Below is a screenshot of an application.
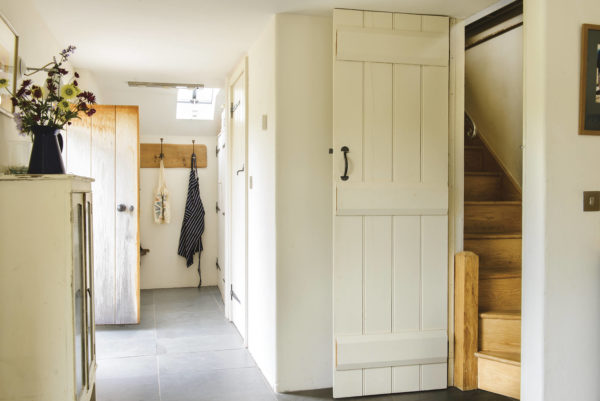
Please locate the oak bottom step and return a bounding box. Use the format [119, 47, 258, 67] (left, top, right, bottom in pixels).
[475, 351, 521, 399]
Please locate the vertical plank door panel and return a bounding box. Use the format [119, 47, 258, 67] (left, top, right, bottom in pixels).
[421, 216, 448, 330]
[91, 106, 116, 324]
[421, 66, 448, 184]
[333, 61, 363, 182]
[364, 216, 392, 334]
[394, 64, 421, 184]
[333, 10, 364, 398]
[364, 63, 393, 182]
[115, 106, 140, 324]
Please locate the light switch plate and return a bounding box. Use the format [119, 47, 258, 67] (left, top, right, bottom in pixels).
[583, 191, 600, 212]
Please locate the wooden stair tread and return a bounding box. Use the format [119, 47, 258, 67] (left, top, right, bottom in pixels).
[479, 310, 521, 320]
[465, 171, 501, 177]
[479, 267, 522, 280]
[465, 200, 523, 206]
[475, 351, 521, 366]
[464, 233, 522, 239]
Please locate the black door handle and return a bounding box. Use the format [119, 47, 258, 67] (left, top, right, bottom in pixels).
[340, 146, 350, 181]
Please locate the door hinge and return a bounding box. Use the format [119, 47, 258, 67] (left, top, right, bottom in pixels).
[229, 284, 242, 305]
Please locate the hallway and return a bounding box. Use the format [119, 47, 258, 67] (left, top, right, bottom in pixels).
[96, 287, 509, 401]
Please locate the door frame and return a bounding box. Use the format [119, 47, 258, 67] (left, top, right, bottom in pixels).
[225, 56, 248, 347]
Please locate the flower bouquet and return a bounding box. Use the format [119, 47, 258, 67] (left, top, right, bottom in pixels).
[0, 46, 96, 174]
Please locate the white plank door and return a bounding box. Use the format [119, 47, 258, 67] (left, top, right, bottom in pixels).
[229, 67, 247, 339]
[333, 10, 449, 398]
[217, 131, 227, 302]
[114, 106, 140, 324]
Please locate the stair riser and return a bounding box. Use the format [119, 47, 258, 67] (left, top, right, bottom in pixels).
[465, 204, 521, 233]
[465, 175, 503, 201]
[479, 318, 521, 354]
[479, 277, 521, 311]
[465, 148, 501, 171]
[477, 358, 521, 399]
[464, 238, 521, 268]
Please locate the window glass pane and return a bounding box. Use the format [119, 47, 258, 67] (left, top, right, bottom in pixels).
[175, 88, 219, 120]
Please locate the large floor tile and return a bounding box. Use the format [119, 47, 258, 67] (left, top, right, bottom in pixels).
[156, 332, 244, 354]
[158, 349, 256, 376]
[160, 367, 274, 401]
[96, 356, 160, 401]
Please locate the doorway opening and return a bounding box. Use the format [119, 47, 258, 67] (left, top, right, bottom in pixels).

**EXERCISE INSTRUCTIONS**
Copy all of the records above word for word, and leave the pictures out of your answer.

**OUTPUT BELOW**
Below is a screenshot of an application.
Please locate the oak bottom step and return a bounding box. Use the format [119, 47, 258, 67] (left, top, right, bottom in pixels).
[475, 351, 521, 399]
Please locate the vertical plank door panel and return a bounding box. Use the format [119, 47, 258, 67] (left, top, right, bottom in pixels).
[421, 216, 448, 330]
[91, 106, 116, 324]
[421, 66, 448, 184]
[333, 61, 363, 182]
[364, 216, 392, 334]
[394, 64, 421, 184]
[333, 10, 364, 398]
[364, 63, 393, 182]
[115, 106, 140, 324]
Please locate the light switch plate and return a bounding box. Use the format [119, 47, 258, 67] (left, top, right, bottom in pixels).
[583, 191, 600, 212]
Please locate the wooden stair tread and return a bounding box. Use the format [119, 47, 258, 67] (left, top, right, bottom in pixels).
[479, 310, 521, 320]
[465, 171, 501, 177]
[479, 267, 522, 280]
[465, 200, 523, 206]
[475, 351, 521, 366]
[464, 233, 522, 239]
Please locate the black door handle and return a bounding box. Use the format [119, 47, 258, 67] (left, top, right, bottom in pixels).
[340, 146, 350, 181]
Please locate the door hinge and return a bounding box. Use the format [119, 47, 258, 67] (left, top, right, bottom in pixels).
[229, 284, 242, 305]
Please locate the hallway and return a bounding box. Use the format [119, 47, 258, 67] (left, top, right, bottom in pixels).
[96, 287, 509, 401]
Please locate the door frame and return a bounding box. Use the format [119, 47, 258, 67] (left, top, right, bottom in pixels).
[225, 56, 248, 347]
Please locate the flower bouquet and return a bounding box. Use the format [119, 47, 258, 67] (left, top, right, bottom in pixels).
[0, 46, 96, 174]
Please locate the white plank door and return a bounding box. Use the format [119, 47, 258, 67] (left, top, right, bottom in pixels).
[229, 67, 247, 339]
[333, 10, 449, 398]
[217, 131, 227, 302]
[114, 106, 140, 324]
Please locate the stair riser and return a bounding box. Use the format [119, 47, 258, 67] (left, top, right, bottom in pixels).
[465, 204, 521, 233]
[465, 175, 503, 201]
[479, 318, 521, 354]
[479, 277, 521, 311]
[465, 148, 501, 171]
[477, 358, 521, 399]
[464, 238, 521, 268]
Please locate the window glass pane and return a bounding box. Use the format [119, 47, 258, 67] (left, top, right, bottom in pixels).
[175, 88, 219, 120]
Please locate the large floor tile and return a bounding box. Use the format [119, 47, 258, 67] (left, top, right, bottom in pixels).
[156, 332, 244, 354]
[158, 349, 256, 376]
[160, 367, 274, 401]
[96, 356, 160, 401]
Please locate the doorway opening and return a bounding box. Use the format [119, 47, 258, 67] (left, top, right, bottom in pixels).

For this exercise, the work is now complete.